Among the records below, find the line with "Annotate each instance of the side mirror" and the line with "Annotate each instance of the white kerb". Set down both and every line between, exactly and with no pictures, but nothing else.

» **Material for this exercise**
★ ★ ★

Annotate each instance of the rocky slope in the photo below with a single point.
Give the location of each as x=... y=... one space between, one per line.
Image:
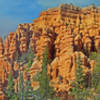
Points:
x=67 y=30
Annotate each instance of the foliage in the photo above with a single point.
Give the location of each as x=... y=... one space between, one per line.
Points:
x=45 y=91
x=10 y=91
x=78 y=90
x=85 y=50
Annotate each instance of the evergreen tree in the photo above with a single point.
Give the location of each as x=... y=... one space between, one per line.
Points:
x=45 y=91
x=28 y=90
x=10 y=91
x=78 y=90
x=21 y=92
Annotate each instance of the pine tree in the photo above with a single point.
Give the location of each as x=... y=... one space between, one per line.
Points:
x=28 y=90
x=10 y=91
x=45 y=90
x=21 y=91
x=78 y=90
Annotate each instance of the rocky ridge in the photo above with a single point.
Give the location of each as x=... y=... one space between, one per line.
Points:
x=67 y=30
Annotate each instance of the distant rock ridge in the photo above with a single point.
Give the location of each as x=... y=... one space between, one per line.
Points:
x=67 y=30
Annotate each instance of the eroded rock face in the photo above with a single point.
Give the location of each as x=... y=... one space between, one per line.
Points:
x=67 y=30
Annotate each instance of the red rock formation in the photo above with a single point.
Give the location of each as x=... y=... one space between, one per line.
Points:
x=67 y=30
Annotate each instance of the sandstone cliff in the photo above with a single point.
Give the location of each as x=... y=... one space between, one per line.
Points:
x=67 y=30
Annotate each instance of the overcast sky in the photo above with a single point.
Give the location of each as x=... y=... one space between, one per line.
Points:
x=13 y=12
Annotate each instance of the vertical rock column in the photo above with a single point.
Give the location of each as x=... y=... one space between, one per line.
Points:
x=63 y=62
x=1 y=48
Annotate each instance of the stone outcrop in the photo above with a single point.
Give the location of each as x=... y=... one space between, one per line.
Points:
x=67 y=30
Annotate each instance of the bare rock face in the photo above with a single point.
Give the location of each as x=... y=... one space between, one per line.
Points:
x=66 y=30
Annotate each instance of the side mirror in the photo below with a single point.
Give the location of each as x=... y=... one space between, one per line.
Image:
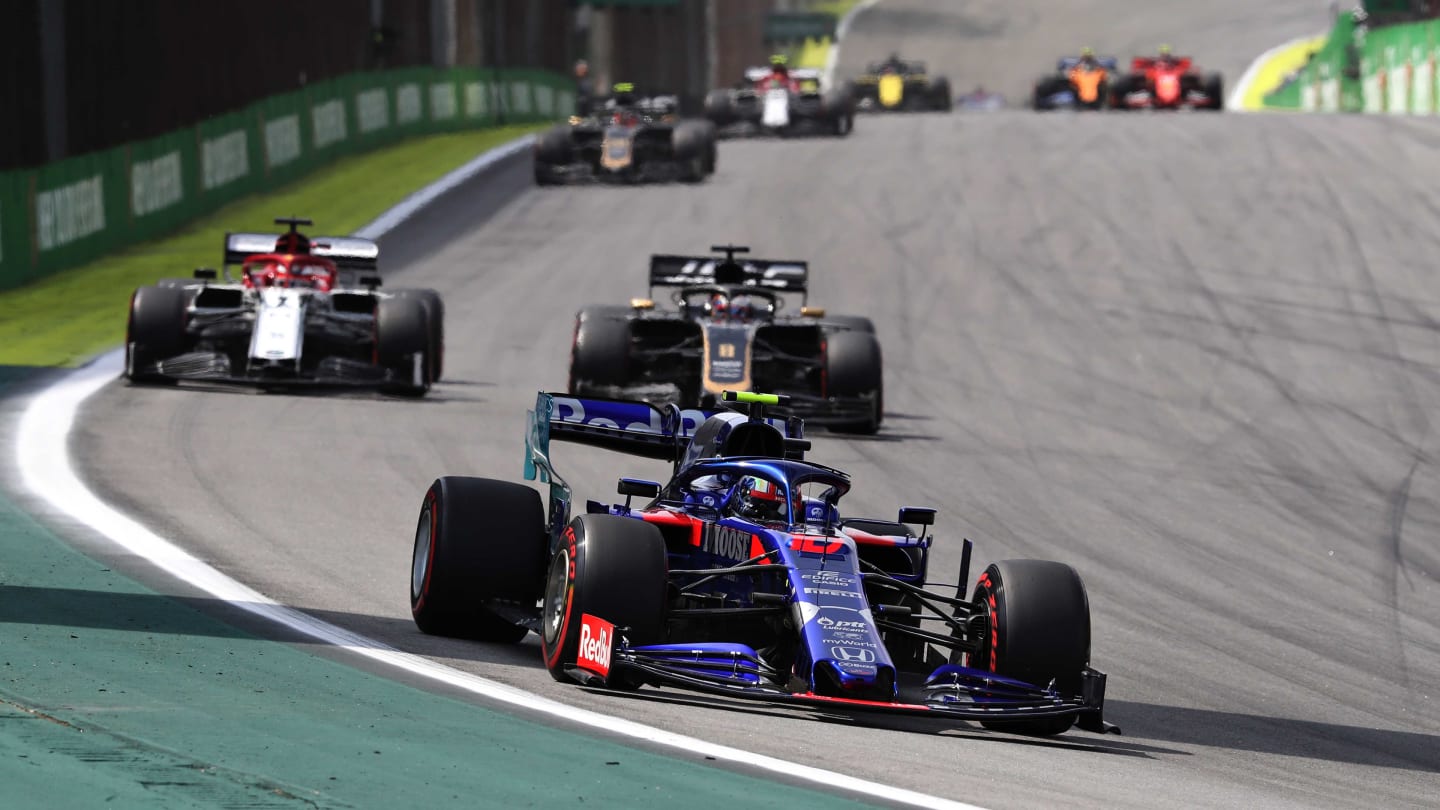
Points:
x=918 y=515
x=631 y=487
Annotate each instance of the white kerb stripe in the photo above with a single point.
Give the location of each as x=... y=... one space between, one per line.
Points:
x=42 y=454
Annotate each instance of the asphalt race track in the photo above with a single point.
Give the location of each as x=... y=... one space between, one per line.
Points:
x=1197 y=356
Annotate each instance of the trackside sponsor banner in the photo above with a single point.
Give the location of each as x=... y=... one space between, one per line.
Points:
x=596 y=637
x=223 y=159
x=69 y=212
x=372 y=111
x=281 y=140
x=156 y=185
x=329 y=123
x=520 y=98
x=475 y=100
x=442 y=101
x=408 y=104
x=545 y=100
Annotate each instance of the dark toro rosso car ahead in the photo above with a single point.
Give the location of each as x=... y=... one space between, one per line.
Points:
x=788 y=104
x=627 y=139
x=742 y=577
x=300 y=313
x=729 y=330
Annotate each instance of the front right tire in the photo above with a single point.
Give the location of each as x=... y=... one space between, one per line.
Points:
x=608 y=567
x=154 y=332
x=477 y=541
x=1037 y=630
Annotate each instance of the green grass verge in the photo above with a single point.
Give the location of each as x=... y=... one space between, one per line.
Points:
x=71 y=316
x=815 y=52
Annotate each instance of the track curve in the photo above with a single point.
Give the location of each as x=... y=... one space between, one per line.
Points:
x=1195 y=356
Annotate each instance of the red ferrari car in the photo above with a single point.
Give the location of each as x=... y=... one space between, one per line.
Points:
x=1167 y=82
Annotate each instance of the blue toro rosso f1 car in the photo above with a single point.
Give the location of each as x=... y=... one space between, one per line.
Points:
x=740 y=577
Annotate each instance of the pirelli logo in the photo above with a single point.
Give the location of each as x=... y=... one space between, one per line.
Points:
x=723 y=541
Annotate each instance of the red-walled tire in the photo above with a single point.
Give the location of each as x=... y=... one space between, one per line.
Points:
x=1038 y=630
x=612 y=568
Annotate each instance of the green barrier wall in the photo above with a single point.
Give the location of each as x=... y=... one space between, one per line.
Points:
x=1388 y=69
x=78 y=209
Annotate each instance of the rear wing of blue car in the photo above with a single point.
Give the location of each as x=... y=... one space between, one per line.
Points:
x=766 y=274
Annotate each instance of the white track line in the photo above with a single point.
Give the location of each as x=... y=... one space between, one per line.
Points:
x=1237 y=94
x=43 y=457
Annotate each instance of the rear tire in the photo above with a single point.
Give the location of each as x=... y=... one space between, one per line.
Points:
x=1216 y=90
x=403 y=330
x=552 y=149
x=854 y=369
x=612 y=568
x=154 y=332
x=435 y=316
x=1038 y=632
x=599 y=356
x=477 y=539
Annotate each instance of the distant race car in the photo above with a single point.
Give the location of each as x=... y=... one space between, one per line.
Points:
x=630 y=139
x=301 y=312
x=742 y=578
x=1076 y=84
x=1167 y=84
x=727 y=330
x=782 y=104
x=897 y=84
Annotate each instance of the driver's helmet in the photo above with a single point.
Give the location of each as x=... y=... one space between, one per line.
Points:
x=624 y=94
x=761 y=500
x=293 y=242
x=719 y=306
x=742 y=307
x=268 y=274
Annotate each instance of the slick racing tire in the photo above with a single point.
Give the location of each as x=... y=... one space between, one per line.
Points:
x=941 y=95
x=694 y=146
x=154 y=332
x=608 y=567
x=435 y=316
x=477 y=542
x=853 y=368
x=599 y=353
x=552 y=149
x=1037 y=630
x=402 y=332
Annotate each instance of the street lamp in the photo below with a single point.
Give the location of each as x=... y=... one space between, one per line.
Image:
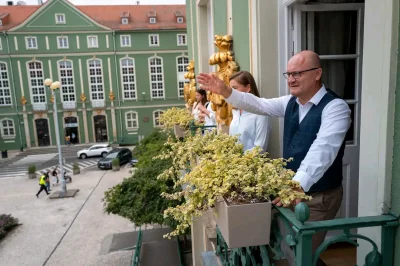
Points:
x=54 y=86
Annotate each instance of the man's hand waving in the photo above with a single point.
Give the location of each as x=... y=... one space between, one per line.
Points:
x=212 y=83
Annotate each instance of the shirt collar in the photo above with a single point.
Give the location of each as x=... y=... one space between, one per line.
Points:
x=317 y=97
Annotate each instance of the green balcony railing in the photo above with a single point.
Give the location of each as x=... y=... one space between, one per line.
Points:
x=138 y=247
x=299 y=239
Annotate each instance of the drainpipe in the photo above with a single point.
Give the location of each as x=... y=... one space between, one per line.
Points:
x=13 y=83
x=118 y=86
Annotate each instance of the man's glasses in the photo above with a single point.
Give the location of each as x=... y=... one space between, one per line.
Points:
x=297 y=74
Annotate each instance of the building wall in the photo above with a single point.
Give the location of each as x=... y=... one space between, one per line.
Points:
x=110 y=52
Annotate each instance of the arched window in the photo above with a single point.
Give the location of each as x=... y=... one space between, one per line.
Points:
x=156 y=77
x=128 y=78
x=131 y=120
x=36 y=77
x=7 y=128
x=181 y=63
x=96 y=79
x=66 y=74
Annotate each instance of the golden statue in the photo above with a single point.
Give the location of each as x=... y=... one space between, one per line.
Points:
x=83 y=97
x=23 y=100
x=189 y=91
x=224 y=58
x=112 y=97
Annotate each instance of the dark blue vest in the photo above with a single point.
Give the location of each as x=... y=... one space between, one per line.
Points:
x=298 y=138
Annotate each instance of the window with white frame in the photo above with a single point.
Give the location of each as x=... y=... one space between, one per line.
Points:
x=128 y=78
x=131 y=119
x=93 y=42
x=66 y=75
x=182 y=40
x=5 y=93
x=125 y=40
x=156 y=77
x=7 y=128
x=62 y=42
x=182 y=63
x=153 y=40
x=35 y=73
x=156 y=118
x=96 y=79
x=60 y=18
x=31 y=42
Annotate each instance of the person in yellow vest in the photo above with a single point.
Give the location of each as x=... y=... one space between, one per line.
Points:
x=42 y=184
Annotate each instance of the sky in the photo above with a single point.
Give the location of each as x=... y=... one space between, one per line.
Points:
x=108 y=2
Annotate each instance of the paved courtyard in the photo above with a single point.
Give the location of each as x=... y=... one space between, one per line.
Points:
x=61 y=231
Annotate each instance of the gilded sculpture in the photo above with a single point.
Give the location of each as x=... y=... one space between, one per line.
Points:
x=224 y=58
x=189 y=90
x=23 y=100
x=111 y=96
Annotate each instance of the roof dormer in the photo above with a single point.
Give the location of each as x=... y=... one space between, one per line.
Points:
x=125 y=18
x=4 y=18
x=152 y=17
x=179 y=17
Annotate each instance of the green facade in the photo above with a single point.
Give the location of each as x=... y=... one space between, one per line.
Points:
x=16 y=58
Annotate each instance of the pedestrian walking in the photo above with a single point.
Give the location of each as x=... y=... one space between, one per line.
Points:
x=42 y=184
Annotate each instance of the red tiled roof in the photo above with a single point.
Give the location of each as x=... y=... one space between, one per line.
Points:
x=110 y=16
x=17 y=15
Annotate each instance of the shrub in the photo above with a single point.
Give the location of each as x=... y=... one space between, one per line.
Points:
x=7 y=223
x=138 y=197
x=115 y=162
x=32 y=169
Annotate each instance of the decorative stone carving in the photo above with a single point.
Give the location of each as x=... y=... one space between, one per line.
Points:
x=224 y=58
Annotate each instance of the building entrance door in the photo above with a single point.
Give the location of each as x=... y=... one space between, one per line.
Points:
x=100 y=128
x=71 y=129
x=42 y=132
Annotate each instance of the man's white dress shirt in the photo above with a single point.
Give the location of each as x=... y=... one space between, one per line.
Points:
x=253 y=129
x=335 y=121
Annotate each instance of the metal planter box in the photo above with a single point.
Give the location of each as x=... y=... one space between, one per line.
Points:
x=244 y=225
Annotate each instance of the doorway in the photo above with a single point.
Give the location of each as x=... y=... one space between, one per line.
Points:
x=100 y=128
x=335 y=31
x=71 y=129
x=42 y=132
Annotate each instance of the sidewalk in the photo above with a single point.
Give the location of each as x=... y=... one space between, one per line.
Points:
x=80 y=222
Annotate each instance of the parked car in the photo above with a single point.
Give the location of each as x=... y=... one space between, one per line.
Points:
x=124 y=155
x=95 y=150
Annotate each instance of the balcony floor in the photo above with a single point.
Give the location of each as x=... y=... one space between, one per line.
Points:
x=341 y=254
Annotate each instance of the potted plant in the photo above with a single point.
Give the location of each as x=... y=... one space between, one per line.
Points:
x=76 y=170
x=115 y=164
x=235 y=184
x=32 y=171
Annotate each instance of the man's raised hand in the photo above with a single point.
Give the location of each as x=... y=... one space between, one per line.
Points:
x=212 y=83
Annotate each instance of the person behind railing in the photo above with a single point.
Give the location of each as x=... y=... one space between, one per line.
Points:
x=201 y=100
x=208 y=114
x=253 y=129
x=316 y=121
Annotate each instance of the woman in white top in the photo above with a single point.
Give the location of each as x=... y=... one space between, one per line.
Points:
x=253 y=130
x=201 y=100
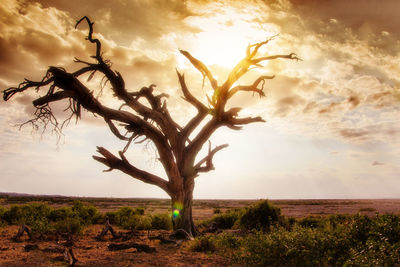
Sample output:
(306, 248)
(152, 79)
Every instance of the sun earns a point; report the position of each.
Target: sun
(224, 37)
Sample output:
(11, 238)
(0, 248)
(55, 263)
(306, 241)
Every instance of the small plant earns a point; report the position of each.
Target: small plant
(217, 211)
(68, 226)
(161, 222)
(138, 222)
(227, 220)
(260, 216)
(203, 244)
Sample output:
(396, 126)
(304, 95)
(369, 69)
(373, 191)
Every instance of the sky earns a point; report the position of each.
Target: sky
(332, 120)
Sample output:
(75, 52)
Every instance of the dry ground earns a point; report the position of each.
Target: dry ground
(91, 252)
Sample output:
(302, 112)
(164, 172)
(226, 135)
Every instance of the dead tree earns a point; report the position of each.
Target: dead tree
(145, 116)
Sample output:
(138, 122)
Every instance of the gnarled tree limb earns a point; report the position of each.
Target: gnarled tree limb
(123, 165)
(208, 159)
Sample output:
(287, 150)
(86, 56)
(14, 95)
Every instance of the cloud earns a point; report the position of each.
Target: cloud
(377, 163)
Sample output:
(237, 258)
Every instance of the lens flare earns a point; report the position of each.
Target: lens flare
(176, 210)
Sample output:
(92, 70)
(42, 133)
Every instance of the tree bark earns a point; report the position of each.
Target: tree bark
(181, 202)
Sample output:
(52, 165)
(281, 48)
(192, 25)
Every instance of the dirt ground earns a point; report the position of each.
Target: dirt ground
(91, 252)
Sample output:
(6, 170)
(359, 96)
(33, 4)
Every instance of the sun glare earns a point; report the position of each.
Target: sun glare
(223, 40)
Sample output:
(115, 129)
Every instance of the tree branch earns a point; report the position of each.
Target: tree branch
(251, 88)
(208, 159)
(115, 130)
(201, 67)
(289, 56)
(123, 165)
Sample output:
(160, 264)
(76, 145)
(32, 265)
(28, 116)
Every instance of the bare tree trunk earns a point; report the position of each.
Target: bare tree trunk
(181, 202)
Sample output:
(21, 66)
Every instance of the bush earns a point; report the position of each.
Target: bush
(203, 244)
(161, 222)
(138, 222)
(300, 247)
(227, 220)
(61, 213)
(87, 214)
(69, 225)
(260, 216)
(2, 212)
(311, 222)
(123, 215)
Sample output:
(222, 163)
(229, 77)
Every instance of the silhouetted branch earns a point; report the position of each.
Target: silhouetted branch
(123, 165)
(251, 88)
(208, 159)
(201, 67)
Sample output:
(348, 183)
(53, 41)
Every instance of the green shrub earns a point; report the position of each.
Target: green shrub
(69, 225)
(304, 246)
(311, 222)
(87, 214)
(2, 212)
(226, 220)
(123, 215)
(375, 253)
(203, 244)
(138, 222)
(161, 222)
(260, 216)
(217, 211)
(61, 213)
(388, 227)
(227, 241)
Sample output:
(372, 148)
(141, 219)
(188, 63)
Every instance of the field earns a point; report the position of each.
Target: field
(92, 252)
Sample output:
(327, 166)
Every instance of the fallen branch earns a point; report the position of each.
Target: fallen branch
(138, 247)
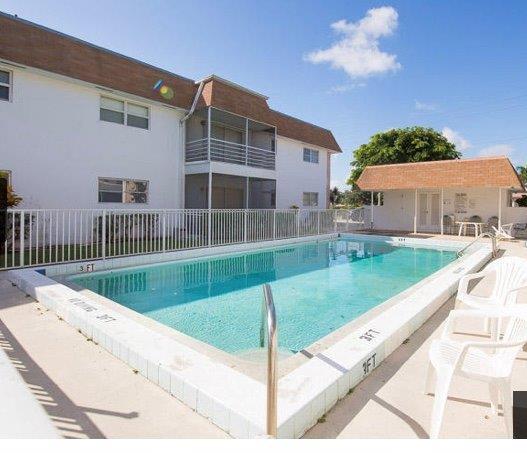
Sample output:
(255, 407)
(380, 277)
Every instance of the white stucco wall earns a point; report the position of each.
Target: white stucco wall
(397, 213)
(294, 176)
(56, 147)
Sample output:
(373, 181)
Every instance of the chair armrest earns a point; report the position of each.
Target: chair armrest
(490, 312)
(519, 288)
(485, 345)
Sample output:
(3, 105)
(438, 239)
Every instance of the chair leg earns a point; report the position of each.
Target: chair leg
(441, 394)
(494, 397)
(430, 378)
(506, 396)
(486, 325)
(494, 329)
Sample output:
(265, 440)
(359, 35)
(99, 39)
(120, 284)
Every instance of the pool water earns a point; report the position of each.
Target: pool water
(317, 288)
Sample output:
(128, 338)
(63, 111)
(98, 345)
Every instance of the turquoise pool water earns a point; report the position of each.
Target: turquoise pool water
(317, 288)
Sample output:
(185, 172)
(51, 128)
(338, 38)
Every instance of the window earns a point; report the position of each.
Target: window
(310, 199)
(114, 190)
(137, 116)
(5, 85)
(123, 112)
(311, 155)
(6, 174)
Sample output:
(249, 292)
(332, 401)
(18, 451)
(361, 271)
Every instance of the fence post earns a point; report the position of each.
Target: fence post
(245, 225)
(104, 234)
(209, 229)
(22, 236)
(164, 234)
(274, 224)
(298, 222)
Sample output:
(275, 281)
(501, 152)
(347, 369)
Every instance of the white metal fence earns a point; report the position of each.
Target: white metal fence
(46, 236)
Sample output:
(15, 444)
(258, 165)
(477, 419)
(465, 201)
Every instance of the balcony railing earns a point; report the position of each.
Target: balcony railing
(229, 152)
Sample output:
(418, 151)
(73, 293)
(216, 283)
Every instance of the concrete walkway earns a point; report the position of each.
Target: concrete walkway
(87, 392)
(390, 403)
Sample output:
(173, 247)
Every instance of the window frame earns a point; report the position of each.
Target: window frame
(9, 176)
(8, 85)
(123, 192)
(125, 111)
(310, 195)
(311, 152)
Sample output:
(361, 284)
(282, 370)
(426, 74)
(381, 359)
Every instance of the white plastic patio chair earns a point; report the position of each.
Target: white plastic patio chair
(504, 231)
(486, 361)
(510, 277)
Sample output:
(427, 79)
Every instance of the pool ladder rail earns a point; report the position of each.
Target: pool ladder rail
(269, 324)
(493, 239)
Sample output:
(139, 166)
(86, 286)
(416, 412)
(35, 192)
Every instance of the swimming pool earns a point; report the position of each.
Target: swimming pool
(318, 287)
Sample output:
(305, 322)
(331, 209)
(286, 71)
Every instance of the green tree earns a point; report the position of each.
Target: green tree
(409, 144)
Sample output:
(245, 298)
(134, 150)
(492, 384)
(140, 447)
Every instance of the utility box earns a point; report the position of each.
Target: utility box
(519, 415)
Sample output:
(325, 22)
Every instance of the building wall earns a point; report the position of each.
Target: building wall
(56, 146)
(397, 212)
(294, 176)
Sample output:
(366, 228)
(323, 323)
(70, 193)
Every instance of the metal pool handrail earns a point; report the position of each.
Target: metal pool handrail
(269, 319)
(482, 235)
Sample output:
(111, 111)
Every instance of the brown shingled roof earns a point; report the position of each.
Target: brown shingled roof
(33, 45)
(227, 96)
(479, 172)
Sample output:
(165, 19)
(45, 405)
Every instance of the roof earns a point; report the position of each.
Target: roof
(463, 173)
(32, 45)
(226, 96)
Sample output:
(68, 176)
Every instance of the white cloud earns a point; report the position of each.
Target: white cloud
(501, 149)
(357, 52)
(345, 88)
(462, 144)
(424, 107)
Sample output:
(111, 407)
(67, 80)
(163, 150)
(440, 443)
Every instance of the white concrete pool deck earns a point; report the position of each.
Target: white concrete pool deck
(87, 392)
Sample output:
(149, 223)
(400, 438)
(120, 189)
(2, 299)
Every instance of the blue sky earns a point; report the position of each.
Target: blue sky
(457, 66)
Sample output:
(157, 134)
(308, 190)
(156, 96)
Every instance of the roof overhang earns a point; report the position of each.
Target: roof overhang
(459, 173)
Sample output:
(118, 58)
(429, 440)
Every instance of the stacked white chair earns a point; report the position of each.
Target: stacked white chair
(488, 361)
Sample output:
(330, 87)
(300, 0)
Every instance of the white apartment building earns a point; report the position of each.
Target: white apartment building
(84, 127)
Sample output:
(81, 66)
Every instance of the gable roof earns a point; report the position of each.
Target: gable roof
(479, 172)
(225, 95)
(32, 45)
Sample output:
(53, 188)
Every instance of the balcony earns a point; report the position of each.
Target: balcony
(217, 136)
(229, 152)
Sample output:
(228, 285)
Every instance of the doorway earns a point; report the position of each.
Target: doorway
(429, 211)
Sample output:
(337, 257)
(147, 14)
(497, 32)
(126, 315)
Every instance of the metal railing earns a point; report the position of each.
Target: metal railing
(269, 324)
(229, 152)
(49, 236)
(482, 235)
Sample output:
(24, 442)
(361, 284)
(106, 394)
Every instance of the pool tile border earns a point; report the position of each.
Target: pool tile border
(231, 400)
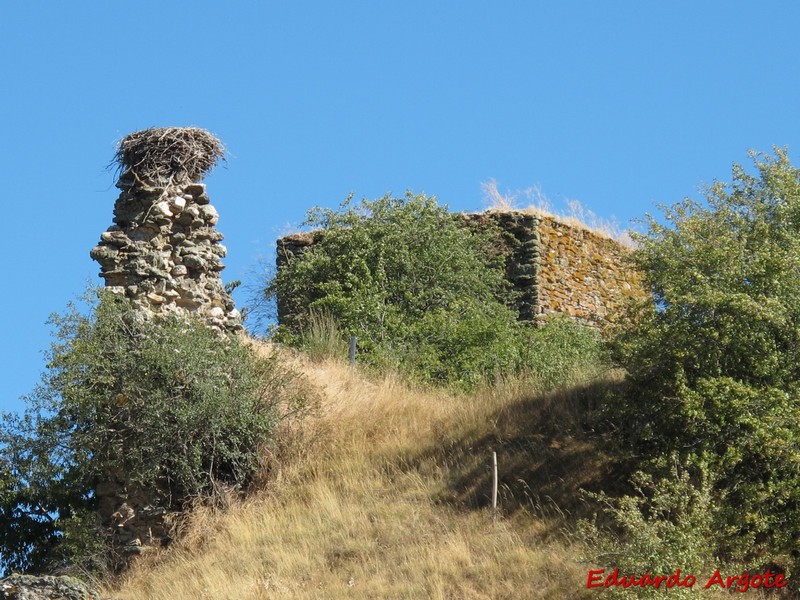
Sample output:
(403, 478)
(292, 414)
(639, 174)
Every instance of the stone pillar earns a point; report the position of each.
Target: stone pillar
(163, 251)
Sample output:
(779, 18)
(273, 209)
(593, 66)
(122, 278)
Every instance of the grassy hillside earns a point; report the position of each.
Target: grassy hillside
(385, 493)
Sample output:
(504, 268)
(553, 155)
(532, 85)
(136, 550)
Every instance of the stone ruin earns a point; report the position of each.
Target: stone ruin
(163, 251)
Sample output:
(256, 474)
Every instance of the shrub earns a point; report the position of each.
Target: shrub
(421, 293)
(713, 361)
(667, 525)
(168, 405)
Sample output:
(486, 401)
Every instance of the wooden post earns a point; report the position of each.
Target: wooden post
(352, 350)
(494, 487)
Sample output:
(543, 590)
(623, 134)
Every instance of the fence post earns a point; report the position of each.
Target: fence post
(494, 487)
(352, 354)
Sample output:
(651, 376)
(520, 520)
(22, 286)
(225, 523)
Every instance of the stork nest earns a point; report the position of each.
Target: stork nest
(165, 155)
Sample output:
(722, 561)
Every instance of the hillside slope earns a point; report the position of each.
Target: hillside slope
(385, 493)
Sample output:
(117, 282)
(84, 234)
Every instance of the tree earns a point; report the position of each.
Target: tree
(420, 292)
(714, 376)
(169, 405)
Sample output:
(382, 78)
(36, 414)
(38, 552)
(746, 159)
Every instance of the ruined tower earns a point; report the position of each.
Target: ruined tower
(163, 251)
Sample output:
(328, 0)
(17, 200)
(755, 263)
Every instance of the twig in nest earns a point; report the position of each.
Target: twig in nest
(165, 155)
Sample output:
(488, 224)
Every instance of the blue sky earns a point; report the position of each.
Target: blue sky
(618, 104)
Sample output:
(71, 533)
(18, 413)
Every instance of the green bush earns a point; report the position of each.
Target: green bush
(667, 525)
(168, 405)
(713, 361)
(423, 295)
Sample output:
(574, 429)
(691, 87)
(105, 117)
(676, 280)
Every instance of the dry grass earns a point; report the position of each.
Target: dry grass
(576, 215)
(386, 497)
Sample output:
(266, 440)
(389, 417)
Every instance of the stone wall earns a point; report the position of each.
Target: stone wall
(582, 274)
(556, 268)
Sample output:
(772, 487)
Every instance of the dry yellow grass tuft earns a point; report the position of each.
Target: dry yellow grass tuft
(539, 204)
(386, 497)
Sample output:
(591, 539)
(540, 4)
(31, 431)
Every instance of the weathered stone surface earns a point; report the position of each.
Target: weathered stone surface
(164, 253)
(555, 268)
(29, 587)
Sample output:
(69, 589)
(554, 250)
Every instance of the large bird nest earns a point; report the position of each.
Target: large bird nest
(165, 155)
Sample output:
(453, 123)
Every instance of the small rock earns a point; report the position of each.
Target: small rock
(162, 208)
(178, 204)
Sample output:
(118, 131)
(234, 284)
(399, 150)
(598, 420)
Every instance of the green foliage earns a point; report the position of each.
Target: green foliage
(171, 406)
(420, 293)
(666, 525)
(713, 362)
(423, 295)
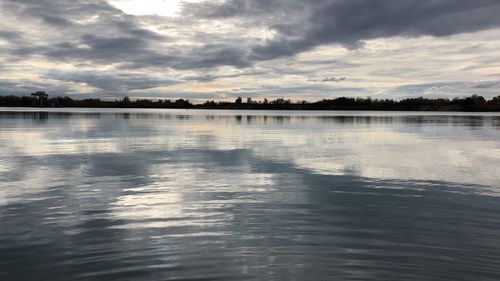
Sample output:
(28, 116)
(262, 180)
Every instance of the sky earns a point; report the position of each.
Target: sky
(222, 49)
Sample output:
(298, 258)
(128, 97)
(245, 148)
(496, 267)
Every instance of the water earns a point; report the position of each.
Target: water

★ ★ ★

» **Response**
Annotate each instance of the side mirror in the photo below with a single point.
Give the location of each as x=... y=... one space between, one per line.
Image:
Points:
x=918 y=515
x=631 y=487
Annotate each instance of the white kerb stripe in the photo above with a single point.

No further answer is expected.